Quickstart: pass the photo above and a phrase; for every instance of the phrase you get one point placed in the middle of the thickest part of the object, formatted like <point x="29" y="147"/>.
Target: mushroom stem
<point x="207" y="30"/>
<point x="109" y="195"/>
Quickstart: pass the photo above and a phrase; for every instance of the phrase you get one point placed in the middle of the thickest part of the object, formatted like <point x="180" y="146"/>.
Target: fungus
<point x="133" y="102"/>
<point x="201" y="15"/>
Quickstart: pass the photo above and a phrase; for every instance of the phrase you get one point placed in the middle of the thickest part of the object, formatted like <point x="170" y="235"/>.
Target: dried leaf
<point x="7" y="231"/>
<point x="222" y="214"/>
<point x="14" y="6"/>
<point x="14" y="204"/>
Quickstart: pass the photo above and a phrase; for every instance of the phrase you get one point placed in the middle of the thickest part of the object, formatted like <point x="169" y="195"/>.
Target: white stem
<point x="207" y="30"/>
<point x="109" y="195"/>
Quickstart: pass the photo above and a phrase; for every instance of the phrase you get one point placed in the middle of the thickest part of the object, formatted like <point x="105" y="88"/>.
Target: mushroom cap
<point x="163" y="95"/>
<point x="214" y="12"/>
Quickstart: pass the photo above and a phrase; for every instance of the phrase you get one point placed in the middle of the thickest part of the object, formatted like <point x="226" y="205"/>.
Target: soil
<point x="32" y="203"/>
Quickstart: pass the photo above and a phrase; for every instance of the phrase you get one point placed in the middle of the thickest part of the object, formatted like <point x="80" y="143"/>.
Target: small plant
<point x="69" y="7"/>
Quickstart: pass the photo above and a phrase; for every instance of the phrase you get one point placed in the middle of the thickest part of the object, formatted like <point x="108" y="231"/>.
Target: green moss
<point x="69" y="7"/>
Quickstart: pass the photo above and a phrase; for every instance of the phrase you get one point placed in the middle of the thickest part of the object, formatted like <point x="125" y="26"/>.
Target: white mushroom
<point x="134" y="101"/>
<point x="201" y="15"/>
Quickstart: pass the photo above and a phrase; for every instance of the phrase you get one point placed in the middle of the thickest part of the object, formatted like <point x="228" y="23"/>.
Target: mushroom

# WHAT IS REQUIRED
Return all of the entries exactly as written.

# ANSWER FOR THIS EXERCISE
Quickstart: pass the photo above and a phrase; for every instance of the phrase you get one point placed in the middle of the thickest part of the object, formatted like <point x="29" y="147"/>.
Target: mushroom stem
<point x="207" y="30"/>
<point x="109" y="195"/>
Quickstart: pass the photo above and a phrase; for every instance of the phrase you get one point placed in the middle of the thickest part of the object, formatted like <point x="180" y="146"/>.
Target: fungus
<point x="133" y="102"/>
<point x="201" y="15"/>
Quickstart: pass the photo above and a phrase; for every instance of the phrase you get one point placed in the middle of the thickest part of the object, formatted like <point x="170" y="235"/>.
Target: dried leaf
<point x="7" y="231"/>
<point x="222" y="214"/>
<point x="14" y="6"/>
<point x="14" y="204"/>
Quickstart: pass the photo above and a phrase; for every instance of the phrase you get one point placed in the middle of the thickest part of the object, formatted like <point x="169" y="195"/>.
Target: white stem
<point x="207" y="30"/>
<point x="109" y="195"/>
Quickstart: pass the photo above and a phrase; for every instance of the phrase you get one point placed in the middle of the thickest part of the object, formatted like <point x="105" y="88"/>.
Target: mushroom cap
<point x="163" y="95"/>
<point x="214" y="12"/>
Quickstart: pass the photo above and a phrase; for every instance of the phrase you get one point placed in the middle of the thickest part of the object, formatted like <point x="226" y="205"/>.
Target: soil
<point x="32" y="203"/>
Quickstart: pass the photo above and a phrase; for every instance of the phrase you get one point placed in the middle of the thickest part of the object, formatted like <point x="80" y="143"/>.
Target: small plant
<point x="69" y="7"/>
Quickstart: pass the photo above and a phrase; for every instance of the phrase you get one point placed in the middle of the thickest part of the object, formatted like <point x="108" y="231"/>.
Target: green moss
<point x="69" y="7"/>
Quickstart: pass the photo above and a phrase; for every instance of the phrase you get one point placed in the middle of the thickest part of the object, formatted like <point x="125" y="26"/>.
Target: white mushroom
<point x="134" y="101"/>
<point x="201" y="15"/>
Quickstart: pass the photo above and a phrase; for every instance of the phrase you get one point placed in the middle of the thickest part of the object, formatted like <point x="228" y="23"/>.
Target: mushroom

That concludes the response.